• Stated task 1:
From the listing below, pull out every line that contains the string "wall", matching case exactly.

** start Text extract **

Hedju Hor was a ruler in northern Egypt from the Predynastic Period. His existence is controversial. The name Hedju-Hor means The maces of Horus.

It is thought that his reign was around 3250 BC, but almost nothing is known of it, as he is known only from inscriptions found in the Nile Delta region and pottery shards from Tura. It has been conjectured that he was the first pharaoh of Lower Egypt, or the last; or that he was a member of Dynasty 0.

Hedju-Hor is only known from two clay jugs on which his serekh appears: one from Tura in the eastern Nile Delta and one from Abu Zeidan on the northeastern tip of the Nile Delta.

** end Text extract **
** start Input for this task **

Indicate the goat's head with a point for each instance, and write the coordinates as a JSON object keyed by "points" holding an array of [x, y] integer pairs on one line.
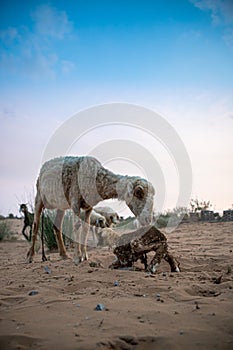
{"points": [[140, 198], [101, 222], [114, 218], [23, 208]]}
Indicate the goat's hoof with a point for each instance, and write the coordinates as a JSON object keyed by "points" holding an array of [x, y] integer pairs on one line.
{"points": [[152, 268]]}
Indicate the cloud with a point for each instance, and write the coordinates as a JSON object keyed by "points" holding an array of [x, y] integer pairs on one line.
{"points": [[221, 13], [33, 53], [51, 22], [221, 10]]}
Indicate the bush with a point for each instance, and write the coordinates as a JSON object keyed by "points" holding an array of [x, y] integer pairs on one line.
{"points": [[49, 236]]}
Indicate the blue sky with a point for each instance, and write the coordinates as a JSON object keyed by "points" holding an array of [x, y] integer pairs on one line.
{"points": [[175, 57]]}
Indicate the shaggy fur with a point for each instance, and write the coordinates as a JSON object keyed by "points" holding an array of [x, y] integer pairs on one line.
{"points": [[81, 183]]}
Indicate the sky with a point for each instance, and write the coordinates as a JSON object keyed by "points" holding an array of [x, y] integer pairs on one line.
{"points": [[58, 58]]}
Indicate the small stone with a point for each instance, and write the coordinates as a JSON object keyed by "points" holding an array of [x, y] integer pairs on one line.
{"points": [[47, 269], [100, 307], [33, 292]]}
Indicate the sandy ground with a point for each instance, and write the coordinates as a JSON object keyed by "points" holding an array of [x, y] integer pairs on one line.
{"points": [[189, 310]]}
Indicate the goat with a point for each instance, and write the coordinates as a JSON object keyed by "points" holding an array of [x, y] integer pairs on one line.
{"points": [[110, 215], [81, 183]]}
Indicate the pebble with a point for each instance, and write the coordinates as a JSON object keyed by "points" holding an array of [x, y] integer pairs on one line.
{"points": [[100, 307], [33, 292], [47, 269]]}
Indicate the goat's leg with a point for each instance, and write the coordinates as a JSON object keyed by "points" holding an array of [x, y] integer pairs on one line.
{"points": [[42, 239], [38, 209], [77, 226], [30, 236], [57, 226], [159, 255], [85, 231], [81, 229], [174, 264]]}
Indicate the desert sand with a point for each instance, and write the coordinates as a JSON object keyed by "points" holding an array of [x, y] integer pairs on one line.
{"points": [[192, 309]]}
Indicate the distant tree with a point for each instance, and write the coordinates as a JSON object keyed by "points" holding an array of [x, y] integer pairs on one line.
{"points": [[197, 206]]}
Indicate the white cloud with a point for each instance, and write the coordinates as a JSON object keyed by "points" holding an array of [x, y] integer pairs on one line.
{"points": [[221, 13], [221, 10], [51, 22], [33, 53]]}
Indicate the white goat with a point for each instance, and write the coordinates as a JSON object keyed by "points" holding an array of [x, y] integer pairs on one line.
{"points": [[80, 183], [110, 215]]}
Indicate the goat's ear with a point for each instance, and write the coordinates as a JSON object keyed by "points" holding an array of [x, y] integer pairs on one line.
{"points": [[139, 192]]}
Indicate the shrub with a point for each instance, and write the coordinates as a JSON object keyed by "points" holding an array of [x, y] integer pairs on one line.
{"points": [[49, 236]]}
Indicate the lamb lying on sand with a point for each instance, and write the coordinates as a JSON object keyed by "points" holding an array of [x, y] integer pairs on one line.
{"points": [[135, 245]]}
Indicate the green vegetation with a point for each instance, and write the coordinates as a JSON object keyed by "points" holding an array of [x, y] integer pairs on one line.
{"points": [[4, 231], [49, 236]]}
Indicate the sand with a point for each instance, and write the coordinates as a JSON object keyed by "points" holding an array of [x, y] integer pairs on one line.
{"points": [[192, 309]]}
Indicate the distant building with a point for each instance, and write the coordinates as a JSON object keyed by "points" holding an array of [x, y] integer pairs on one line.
{"points": [[228, 215]]}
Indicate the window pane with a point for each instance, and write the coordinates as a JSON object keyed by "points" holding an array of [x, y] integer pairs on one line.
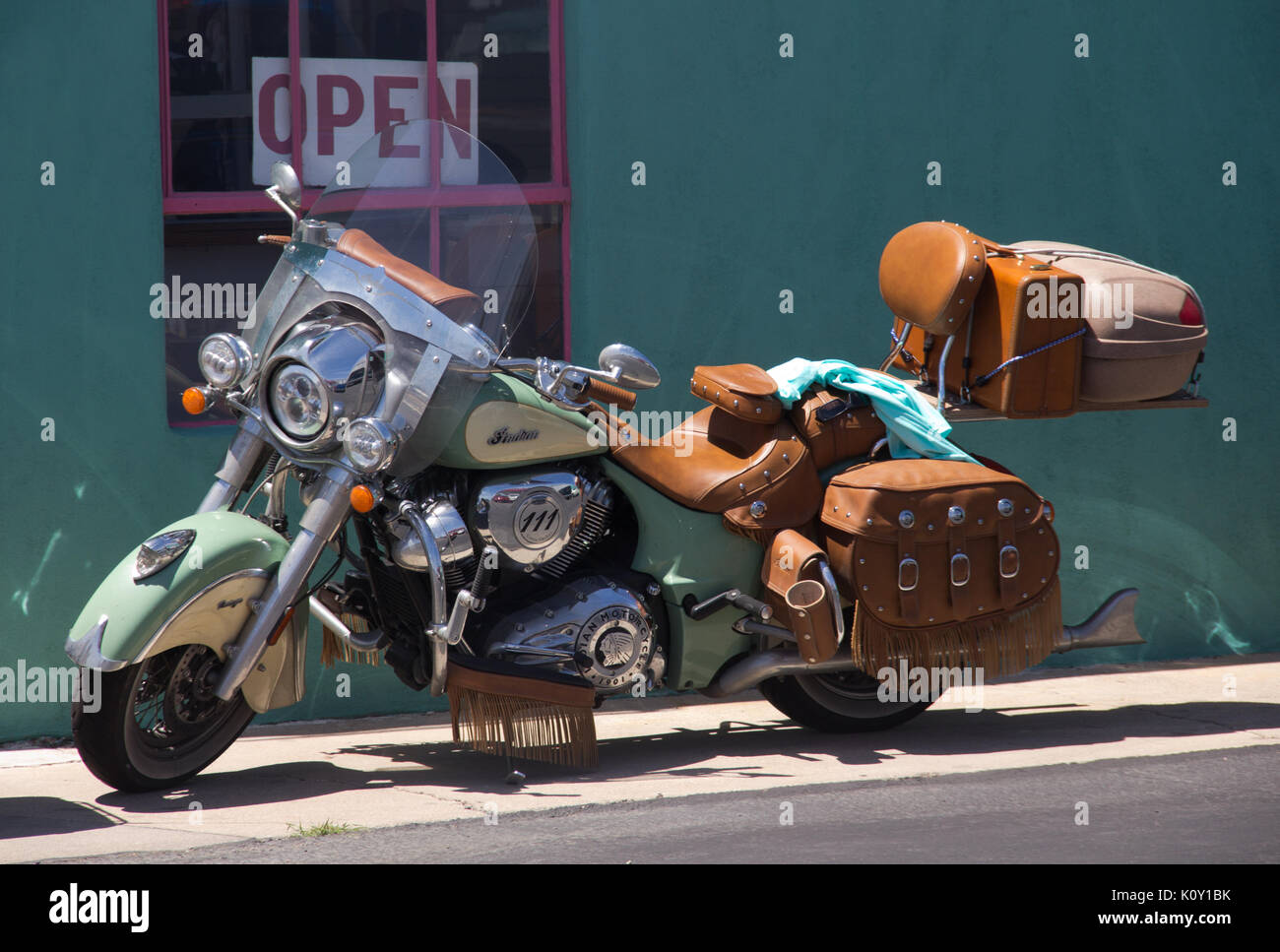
{"points": [[507, 42], [212, 46], [542, 329], [363, 29], [363, 67]]}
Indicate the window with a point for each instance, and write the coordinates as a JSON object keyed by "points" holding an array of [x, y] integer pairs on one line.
{"points": [[244, 82]]}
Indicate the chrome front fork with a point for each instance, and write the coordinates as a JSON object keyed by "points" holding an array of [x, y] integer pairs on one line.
{"points": [[244, 460]]}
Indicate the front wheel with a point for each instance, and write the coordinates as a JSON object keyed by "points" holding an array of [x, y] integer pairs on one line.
{"points": [[158, 723], [837, 703]]}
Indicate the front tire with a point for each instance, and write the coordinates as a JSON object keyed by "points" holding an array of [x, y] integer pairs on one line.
{"points": [[839, 703], [158, 723]]}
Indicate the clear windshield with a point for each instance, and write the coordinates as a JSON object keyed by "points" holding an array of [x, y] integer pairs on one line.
{"points": [[440, 200], [402, 182]]}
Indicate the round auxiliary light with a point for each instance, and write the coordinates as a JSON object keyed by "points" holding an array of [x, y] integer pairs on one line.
{"points": [[224, 359], [195, 401], [298, 401], [370, 444]]}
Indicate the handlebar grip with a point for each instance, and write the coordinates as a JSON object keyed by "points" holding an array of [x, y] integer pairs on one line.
{"points": [[609, 394]]}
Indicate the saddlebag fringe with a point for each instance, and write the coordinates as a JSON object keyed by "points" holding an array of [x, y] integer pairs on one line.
{"points": [[523, 717], [334, 649], [998, 644]]}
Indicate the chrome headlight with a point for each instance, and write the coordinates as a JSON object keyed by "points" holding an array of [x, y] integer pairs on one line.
{"points": [[225, 359], [161, 550], [370, 444], [298, 401]]}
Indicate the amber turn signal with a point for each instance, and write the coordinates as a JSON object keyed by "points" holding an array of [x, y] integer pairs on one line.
{"points": [[362, 499], [193, 401]]}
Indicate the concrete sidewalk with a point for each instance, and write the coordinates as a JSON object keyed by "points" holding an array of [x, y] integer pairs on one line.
{"points": [[404, 769]]}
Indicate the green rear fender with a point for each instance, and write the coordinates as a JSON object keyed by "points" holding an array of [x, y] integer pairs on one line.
{"points": [[201, 599]]}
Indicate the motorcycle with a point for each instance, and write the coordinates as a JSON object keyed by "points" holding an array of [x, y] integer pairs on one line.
{"points": [[506, 538]]}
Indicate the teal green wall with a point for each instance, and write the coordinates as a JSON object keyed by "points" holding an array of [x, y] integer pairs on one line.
{"points": [[768, 173], [763, 174], [77, 260]]}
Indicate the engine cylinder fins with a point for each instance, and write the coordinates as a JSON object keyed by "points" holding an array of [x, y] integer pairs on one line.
{"points": [[597, 517], [592, 627], [451, 537], [530, 516]]}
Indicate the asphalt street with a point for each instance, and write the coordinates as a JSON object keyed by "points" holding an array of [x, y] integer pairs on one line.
{"points": [[1212, 806]]}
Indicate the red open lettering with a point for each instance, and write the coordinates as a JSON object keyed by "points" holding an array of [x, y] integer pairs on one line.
{"points": [[327, 118]]}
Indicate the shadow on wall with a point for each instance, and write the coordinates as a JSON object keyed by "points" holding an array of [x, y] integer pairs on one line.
{"points": [[1179, 572]]}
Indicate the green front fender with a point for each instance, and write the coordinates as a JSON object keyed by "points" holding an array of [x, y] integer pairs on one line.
{"points": [[230, 550]]}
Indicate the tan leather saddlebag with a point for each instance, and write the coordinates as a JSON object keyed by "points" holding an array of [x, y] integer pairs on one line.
{"points": [[794, 588], [947, 563], [836, 425], [1146, 328], [1019, 350]]}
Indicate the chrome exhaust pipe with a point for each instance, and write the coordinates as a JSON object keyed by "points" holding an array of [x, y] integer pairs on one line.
{"points": [[1112, 626], [768, 665]]}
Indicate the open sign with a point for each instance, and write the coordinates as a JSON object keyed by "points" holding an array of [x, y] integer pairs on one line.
{"points": [[345, 101]]}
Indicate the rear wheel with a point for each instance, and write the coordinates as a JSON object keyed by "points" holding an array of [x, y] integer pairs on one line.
{"points": [[837, 703], [159, 722]]}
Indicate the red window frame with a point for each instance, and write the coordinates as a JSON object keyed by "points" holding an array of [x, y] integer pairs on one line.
{"points": [[554, 192]]}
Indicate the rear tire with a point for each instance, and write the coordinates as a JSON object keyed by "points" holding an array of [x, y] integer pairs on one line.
{"points": [[840, 703], [158, 722]]}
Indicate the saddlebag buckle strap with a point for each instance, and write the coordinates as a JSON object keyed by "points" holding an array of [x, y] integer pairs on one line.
{"points": [[1009, 562]]}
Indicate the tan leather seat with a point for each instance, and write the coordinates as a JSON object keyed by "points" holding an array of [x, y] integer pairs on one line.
{"points": [[456, 303], [717, 462]]}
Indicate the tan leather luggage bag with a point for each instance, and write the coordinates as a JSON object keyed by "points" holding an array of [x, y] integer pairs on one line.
{"points": [[1019, 352], [947, 563]]}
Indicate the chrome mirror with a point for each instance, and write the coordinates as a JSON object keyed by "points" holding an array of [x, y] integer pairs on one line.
{"points": [[286, 190], [627, 367]]}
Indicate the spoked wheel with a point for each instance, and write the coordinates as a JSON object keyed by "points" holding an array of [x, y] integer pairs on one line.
{"points": [[837, 703], [159, 722]]}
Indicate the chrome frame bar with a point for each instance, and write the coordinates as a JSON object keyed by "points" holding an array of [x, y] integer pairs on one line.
{"points": [[324, 517], [439, 630]]}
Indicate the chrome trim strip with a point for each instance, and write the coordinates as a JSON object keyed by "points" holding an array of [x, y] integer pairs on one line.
{"points": [[767, 665], [321, 520]]}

** end Input for this task **

• Stated task 2:
Please reproduce the whole Hedju Hor passage above, word for word.

• Answer 1:
Indicate the teal green wall with a point for each instance, and write the coordinates as a JSON object keyed by "points" holding an array of [x, y] integer pairs on one line.
Indicate the shadow on wall with a point for each instance, and write the coordinates as a JSON object keyed by "points" holding an array of [x, y] integer pairs on one line.

• Answer 2:
Hedju Hor was a ruler in northern Egypt from the Predynastic Period. His existence is controversial. The name Hedju-Hor means The maces of Horus.

It is thought that his reign was around 3250 BC, but almost nothing is known of it, as he is known only from inscriptions found in the Nile Delta region and pottery shards from Tura. It has been conjectured that he was the first pharaoh of Lower Egypt, or the last; or that he was a member of Dynasty 0.

Hedju-Hor is only known from two clay jugs on which his serekh appears: one from Tura in the eastern Nile Delta and one from Abu Zeidan on the northeastern tip of the Nile Delta.